▸ Extrait fourni
● ● ● ●

2 En conséquence, dans un lieu d’accueil collectif, l’équipe doit réfléchir aux conditions qui permettent à un bébé, à un tout jeune enfant de bénéficier d’une relation d’objet stable, fiable et sécurisante. Nous savons que seuls l’établissement et le maintien d’une telle relation favorisent le développement de sentiment de confiance en soi et en l’autre, permettent à l’enfant de se construire psychiquement tant au niveau de la dialectique pulsionnelle qu’au niveau des mécanismes de défense qui doivent être adaptés à son degré de développement.

3 Les professionnels de la petite enfance sont de plus en plus souvent interpellés à propos de la multiplication des comportements violents dans les groupes d’enfants. Cependant les comportements de retrait, beaucoup moins bruyants mais tout aussi inquiétants, relèvent souvent aussi des mêmes facteurs carentiels, à savoir de la part des adultes, le manque d’attention individualisante et contenante, le manque d’empathie envers l’enfant.

● ● ● ●

▸ Données fournies

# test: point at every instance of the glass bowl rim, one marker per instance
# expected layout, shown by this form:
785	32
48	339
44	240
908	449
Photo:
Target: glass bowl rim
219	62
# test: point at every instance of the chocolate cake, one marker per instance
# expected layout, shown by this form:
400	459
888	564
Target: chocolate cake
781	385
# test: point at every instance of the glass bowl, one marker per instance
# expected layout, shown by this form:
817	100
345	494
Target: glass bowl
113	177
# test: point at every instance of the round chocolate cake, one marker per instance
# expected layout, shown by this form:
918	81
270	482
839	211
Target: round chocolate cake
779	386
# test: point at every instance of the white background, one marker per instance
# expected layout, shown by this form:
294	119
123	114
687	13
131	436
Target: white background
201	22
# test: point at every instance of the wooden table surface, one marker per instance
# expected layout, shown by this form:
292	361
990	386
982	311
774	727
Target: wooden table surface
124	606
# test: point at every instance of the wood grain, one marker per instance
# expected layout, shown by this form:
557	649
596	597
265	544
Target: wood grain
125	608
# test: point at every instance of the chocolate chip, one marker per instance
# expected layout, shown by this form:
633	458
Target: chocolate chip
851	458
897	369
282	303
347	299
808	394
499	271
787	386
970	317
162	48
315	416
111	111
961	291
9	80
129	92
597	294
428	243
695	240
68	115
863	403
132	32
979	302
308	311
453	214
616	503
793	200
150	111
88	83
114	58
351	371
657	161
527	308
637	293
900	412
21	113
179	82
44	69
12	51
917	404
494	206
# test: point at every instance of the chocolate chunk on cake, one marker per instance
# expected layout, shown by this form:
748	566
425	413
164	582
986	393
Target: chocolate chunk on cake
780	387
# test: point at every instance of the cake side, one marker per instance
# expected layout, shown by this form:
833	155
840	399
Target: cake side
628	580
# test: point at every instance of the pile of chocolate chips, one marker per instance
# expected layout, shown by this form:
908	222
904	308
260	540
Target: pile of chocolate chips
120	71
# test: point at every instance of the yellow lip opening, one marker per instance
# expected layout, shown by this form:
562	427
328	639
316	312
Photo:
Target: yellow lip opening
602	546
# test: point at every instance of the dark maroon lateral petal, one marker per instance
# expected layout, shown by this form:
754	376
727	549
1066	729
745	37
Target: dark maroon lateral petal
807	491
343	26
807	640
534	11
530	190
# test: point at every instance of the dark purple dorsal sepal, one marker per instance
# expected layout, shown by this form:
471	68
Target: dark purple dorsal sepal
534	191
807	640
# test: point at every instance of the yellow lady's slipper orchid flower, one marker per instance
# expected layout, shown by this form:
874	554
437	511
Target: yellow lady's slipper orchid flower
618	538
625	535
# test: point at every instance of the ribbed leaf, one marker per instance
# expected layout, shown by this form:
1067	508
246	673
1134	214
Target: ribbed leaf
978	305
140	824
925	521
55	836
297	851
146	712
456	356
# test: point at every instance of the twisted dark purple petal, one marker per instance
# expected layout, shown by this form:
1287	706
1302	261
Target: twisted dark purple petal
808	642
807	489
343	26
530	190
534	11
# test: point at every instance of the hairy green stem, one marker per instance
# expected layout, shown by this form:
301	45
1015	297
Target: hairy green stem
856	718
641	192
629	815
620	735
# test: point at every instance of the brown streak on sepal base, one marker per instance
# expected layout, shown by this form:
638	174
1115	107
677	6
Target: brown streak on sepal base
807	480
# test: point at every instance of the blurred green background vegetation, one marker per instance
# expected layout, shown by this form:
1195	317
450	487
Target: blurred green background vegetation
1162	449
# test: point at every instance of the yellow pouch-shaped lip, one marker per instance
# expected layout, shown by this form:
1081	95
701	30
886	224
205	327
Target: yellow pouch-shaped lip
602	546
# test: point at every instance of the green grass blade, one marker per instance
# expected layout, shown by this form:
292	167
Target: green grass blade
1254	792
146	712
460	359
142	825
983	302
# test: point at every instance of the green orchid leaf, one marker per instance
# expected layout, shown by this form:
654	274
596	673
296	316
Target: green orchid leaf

● ● ● ●

▸ Tâches à accomplir
[a] Répondez brièvement aux questions suivantes portant sur l'extrait fourni :
(i) Quels trois qualificatifs l'extrait applique-t-il à la relation d'objet dont doit bénéficier le tout jeune enfant ?
(ii) À propos de quoi les professionnels de la petite enfance sont-ils de plus en plus souvent interpellés ?
(iii) Quels comportements l'extrait qualifie-t-il de beaucoup moins bruyants mais tout aussi inquiétants ?
[b] Restituez à l'identique le passage de l'extrait fourni situé entre « 2 En conséquence, dans » et « degré de développement. », ces deux bornes incluses.
Les données ne jouent aucun rôle dans ce travail.

▸ Réponses par tâche
[a]
(i) Stable, fiable et sécurisante.
(ii) À propos de la multiplication des comportements violents dans les groupes d'enfants.
(iii) Les comportements de retrait.

[b]
2 En conséquence, dans un lieu d’accueil collectif, l’équipe doit réfléchir aux conditions qui permettent à un bébé, à un tout jeune enfant de bénéficier d’une relation d’objet stable, fiable et sécurisante. Nous savons que seuls l’établissement et le maintien d’une telle relation favorisent le développement de sentiment de confiance en soi et en l’autre, permettent à l’enfant de se construire psychiquement tant au niveau de la dialectique pulsionnelle qu’au niveau des mécanismes de défense qui doivent être adaptés à son degré de développement.